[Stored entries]

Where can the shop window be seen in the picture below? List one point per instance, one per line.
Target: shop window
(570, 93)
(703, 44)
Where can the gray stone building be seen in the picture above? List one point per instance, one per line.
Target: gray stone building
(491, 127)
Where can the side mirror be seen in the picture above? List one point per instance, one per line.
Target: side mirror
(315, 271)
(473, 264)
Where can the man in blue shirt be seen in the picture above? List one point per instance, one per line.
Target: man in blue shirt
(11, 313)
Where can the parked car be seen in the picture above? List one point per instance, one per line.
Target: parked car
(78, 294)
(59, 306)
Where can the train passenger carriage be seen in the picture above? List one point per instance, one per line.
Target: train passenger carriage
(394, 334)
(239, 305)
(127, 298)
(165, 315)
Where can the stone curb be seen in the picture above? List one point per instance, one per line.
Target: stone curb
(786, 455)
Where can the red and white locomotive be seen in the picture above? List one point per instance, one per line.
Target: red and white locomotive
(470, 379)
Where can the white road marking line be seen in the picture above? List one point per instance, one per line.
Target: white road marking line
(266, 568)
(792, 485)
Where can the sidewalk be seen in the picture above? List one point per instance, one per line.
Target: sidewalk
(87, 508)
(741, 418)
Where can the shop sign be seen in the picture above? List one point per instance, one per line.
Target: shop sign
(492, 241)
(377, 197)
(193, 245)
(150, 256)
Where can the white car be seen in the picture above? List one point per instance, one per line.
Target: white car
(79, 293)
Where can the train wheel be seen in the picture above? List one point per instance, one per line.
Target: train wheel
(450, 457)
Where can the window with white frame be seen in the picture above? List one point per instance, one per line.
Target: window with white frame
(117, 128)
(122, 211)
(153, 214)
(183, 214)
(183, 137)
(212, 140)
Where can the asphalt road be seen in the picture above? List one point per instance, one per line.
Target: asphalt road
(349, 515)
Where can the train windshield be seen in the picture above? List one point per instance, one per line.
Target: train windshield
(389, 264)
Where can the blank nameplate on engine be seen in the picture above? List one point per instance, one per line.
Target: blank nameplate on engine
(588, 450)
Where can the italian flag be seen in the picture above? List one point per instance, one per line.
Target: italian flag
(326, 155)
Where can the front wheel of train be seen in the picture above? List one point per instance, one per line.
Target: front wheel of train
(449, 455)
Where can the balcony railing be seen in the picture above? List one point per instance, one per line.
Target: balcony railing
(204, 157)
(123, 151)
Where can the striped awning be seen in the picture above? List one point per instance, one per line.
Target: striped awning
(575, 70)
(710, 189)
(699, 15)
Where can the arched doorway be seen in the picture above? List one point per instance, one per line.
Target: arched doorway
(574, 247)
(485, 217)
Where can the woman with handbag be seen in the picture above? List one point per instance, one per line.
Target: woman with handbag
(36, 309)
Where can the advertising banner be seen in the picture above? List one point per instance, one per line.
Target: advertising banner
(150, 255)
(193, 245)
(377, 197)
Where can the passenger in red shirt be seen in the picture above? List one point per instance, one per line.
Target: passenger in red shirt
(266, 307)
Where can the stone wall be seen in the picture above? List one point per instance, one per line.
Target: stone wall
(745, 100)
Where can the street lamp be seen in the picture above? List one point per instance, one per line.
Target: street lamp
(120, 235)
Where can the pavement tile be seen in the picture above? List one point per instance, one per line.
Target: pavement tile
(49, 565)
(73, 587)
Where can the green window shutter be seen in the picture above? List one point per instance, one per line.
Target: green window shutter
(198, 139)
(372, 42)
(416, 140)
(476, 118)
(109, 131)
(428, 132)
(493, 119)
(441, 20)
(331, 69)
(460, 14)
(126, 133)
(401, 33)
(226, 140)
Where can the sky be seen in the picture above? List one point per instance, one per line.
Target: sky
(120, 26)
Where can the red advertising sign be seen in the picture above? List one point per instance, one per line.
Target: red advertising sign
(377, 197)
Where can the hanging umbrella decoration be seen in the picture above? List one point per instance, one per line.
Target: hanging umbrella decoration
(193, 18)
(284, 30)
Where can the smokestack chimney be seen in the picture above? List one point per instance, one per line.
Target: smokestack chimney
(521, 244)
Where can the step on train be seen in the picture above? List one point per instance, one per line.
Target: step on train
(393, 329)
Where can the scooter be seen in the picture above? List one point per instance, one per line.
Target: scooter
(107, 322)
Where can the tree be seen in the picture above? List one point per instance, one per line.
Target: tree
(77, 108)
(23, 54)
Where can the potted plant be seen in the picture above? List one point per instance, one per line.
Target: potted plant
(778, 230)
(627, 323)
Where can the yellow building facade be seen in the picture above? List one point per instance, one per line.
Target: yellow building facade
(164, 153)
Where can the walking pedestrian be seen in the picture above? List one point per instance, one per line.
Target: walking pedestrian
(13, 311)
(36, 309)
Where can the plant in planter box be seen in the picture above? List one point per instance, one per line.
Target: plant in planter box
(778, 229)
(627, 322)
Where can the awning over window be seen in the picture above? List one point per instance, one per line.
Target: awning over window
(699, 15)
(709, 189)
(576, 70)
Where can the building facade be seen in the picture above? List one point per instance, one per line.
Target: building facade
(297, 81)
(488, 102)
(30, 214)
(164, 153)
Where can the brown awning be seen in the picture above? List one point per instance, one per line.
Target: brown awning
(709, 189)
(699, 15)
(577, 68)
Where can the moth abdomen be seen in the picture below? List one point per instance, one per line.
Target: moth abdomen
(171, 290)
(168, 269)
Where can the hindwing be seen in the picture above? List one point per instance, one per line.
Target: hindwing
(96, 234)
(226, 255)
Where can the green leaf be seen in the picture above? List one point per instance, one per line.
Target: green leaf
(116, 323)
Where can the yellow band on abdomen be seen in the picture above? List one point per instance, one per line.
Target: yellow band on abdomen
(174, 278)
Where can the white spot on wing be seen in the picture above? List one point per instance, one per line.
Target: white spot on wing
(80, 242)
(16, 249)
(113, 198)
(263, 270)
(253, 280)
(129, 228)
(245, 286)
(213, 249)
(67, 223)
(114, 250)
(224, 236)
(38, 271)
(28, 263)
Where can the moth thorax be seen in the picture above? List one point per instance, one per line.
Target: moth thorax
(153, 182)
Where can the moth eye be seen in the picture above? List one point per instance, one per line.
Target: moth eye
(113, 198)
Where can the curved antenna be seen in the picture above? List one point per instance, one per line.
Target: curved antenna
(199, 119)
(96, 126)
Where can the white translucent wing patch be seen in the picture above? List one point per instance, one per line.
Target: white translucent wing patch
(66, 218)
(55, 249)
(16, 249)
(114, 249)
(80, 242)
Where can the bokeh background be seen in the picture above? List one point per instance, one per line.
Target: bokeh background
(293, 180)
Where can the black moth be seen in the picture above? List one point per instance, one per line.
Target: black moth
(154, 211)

▶ [Task details]:
The data above must be returned in full, exactly as written.

▶ [Response below]:
Where can the shop window be seen in the picture below? List one point per instance, one per line.
Target: shop window
(570, 93)
(703, 44)
Where can the gray stone building be seen in the picture above? List one point per instance, one per line.
Target: gray stone building
(491, 127)
Where can the side mirror be seen in the picture above? List one point per instance, one per line.
Target: side mirror
(315, 271)
(473, 264)
Where can the man in blue shirt be seen in the picture above? List one point per instance, one per line.
Target: man in blue shirt
(11, 313)
Where can the parked car be seen in the picture above? List one point per instance, one per line.
Target: parked car
(78, 294)
(59, 306)
Where can the train passenger carriage be seen in the picture above? List one point per instance, one per line.
Target: train passenger carriage
(394, 334)
(239, 305)
(127, 298)
(165, 315)
Where can the stone curb be seen in the picture above? List one point per instance, one per line.
Target: stone curb
(786, 455)
Where can the red and white locomotive be seen in the picture above? List one point per instance, one per line.
Target: red and white locomotive
(470, 379)
Where can the white road marking line be seen in the picture above? List one point per instance, one per line.
Target: white road marking line
(266, 568)
(792, 485)
Where can the sidewalk be seen in the picture above? List one point per instance, one per line.
Target: sidewalk
(87, 508)
(741, 418)
Where can the shop sign be seen in the picture above? List one point per instance, one per line.
Target: shop sign
(492, 241)
(377, 197)
(193, 245)
(150, 256)
Where can the white car be seen in the picture above? List one point per instance, one per line.
Target: white car
(79, 293)
Where can the train wheel be seen in the picture above? List one point per instance, one per line.
Target: train wheel
(450, 457)
Where can the window with white frame be seen in the picture above? List one point per instance, one per line.
Target: window with white frame
(117, 128)
(122, 211)
(153, 214)
(183, 214)
(183, 137)
(212, 140)
Where can the asphalt road be seen in the picture above? List one point per instance, one per line.
Target: asphalt road
(349, 515)
Where can the train windshield be seen in the picture above? List one point per instance, one per line.
Target: train windshield
(389, 264)
Where can the blank nameplate on engine be seen in the picture above? List one point per instance, one per line.
Target: blank nameplate on engine
(588, 450)
Where can the italian flag be seen in the picture above? List one point per instance, one per line.
Target: italian flag
(326, 155)
Where can the front wheel of train be seen in the picture above? List one point per instance, one per line.
Target: front wheel of train
(449, 455)
Where can the balcony railing be seen in the picture above? List one point per instance, one per line.
Target: balcony railing
(204, 157)
(123, 151)
Where can the striped awning be seen in the picture above? List one point per instance, one per line.
Target: striped awning
(575, 70)
(710, 189)
(699, 15)
Where can the arched doorway be seen in the picture above? List one point per instance, one per line.
Target: arched doorway
(574, 247)
(485, 217)
Where can the woman with handbag be seen in the picture above? List one point per instance, one per line.
Target: woman with handbag
(36, 309)
Where can the advertising banner be seen in the picture above? List one point per instance, one per line.
Target: advertising banner
(150, 255)
(193, 245)
(377, 197)
Where can the passenger in red shirt be seen in the picture above? List one point per instance, one per line.
Target: passenger in red shirt
(266, 307)
Where can the stone wall be seen in the picture above? List one point per instance, one per line.
Target: stone wall
(745, 100)
Where can the street lamp be seen in the picture above? List one point per instance, one per line.
Target: street lamp
(120, 235)
Where can the pavement tile be seen in the picture above? List one point per instance, one per line.
Target: pavement tile
(49, 565)
(73, 587)
Where can the green window shutter be seen in the picture above? List one point per instance, one per line.
Target: green window shutter
(198, 139)
(372, 42)
(416, 140)
(476, 118)
(109, 131)
(428, 132)
(493, 119)
(441, 20)
(331, 69)
(460, 14)
(126, 133)
(401, 33)
(226, 140)
Where can the sky be seen in the picture above? List one point per instance, one per line.
Target: sky
(120, 26)
Where can the red advertising sign be seen in the picture above? List one point per instance, one per line.
Target: red advertising sign
(377, 197)
Where can the hanging umbrella decoration be seen in the picture above? List one point per instance, one per line.
Target: hanging umbrella decoration
(193, 18)
(284, 30)
Where can the smokestack chimney be seen in the picture above? List one point per instance, one per line.
Target: smokestack chimney
(521, 244)
Where can the step on train be seen in the picture above? List one point per instance, one per line.
Target: step on train
(393, 329)
Where can the scooter be seen in the picture above? List one point per instance, one per line.
Target: scooter
(107, 322)
Where can the tree be seen in the picture above? List one point per instance, one per line.
Target: tree
(77, 108)
(23, 54)
Where can the potted plant be seen in the picture above? List one point per instance, one per line.
Target: potted plant
(778, 230)
(627, 323)
Where can the yellow building facade be seen in the picture above? List one point per instance, one per line.
Target: yellow building facade
(164, 153)
Where can the walking pedestrian be seen in the picture above? List one point per instance, one per line.
Target: walking pedestrian
(13, 311)
(36, 309)
Where can the plant in planter box be seen in the picture above? List one point per instance, one per line.
Target: plant in planter box
(778, 229)
(627, 322)
Where can the awning over window be seen in the picture above? List one point per instance, one per line.
Target: awning over window
(699, 15)
(709, 189)
(576, 70)
Where can the building facade be seen in the picture above? List one point per instance, one per line.
Target: building facade
(297, 81)
(488, 102)
(30, 214)
(164, 153)
Where can the brown awning be seen in the picture above? List one point per instance, one per line.
Target: brown awning
(709, 189)
(699, 15)
(577, 68)
Where can the moth abdomen be seen in the picture below? List one point per instance, one per line.
Target: moth abdomen
(171, 290)
(168, 269)
Where can the hindwing be seen in the picture above? List one point per instance, one per line.
Target: hindwing
(96, 234)
(226, 255)
Where can the green leaf be seen in the picture above? List one point per instance, one per line.
Target: green leaf
(116, 323)
Where can the yellow band on abdomen be seen in the picture above? List one point per instance, one per line.
Target: yellow band on abdomen
(174, 278)
Where can the white spot on wing be seen in the picture above? List one point per instance, one per line.
Target: white spot on wing
(80, 242)
(16, 249)
(113, 198)
(263, 270)
(253, 280)
(129, 228)
(245, 286)
(213, 249)
(67, 223)
(114, 250)
(224, 236)
(38, 271)
(28, 263)
Where can the moth thorax be seen in the picture above? List one point per instance, one per line.
Target: moth thorax
(153, 182)
Where can the moth eye be seen in the picture above? List one point per instance, one per line.
Target: moth eye
(113, 198)
Where can the curved antenna be seen in the picture above? List one point per instance, one per line.
Target: curved antenna
(199, 119)
(96, 126)
Where can the white translucent wing patch be seen in the picture above? List one point per instance, one per line.
Target: white translucent wing patch
(66, 218)
(55, 249)
(16, 249)
(114, 249)
(80, 242)
Where can the bokeh background be seen in the picture above? List one point per instance, one per line.
Target: bokeh background
(293, 180)
Where can the black moth be seen in the picture above? List one point per instance, one per line.
Target: black moth
(154, 211)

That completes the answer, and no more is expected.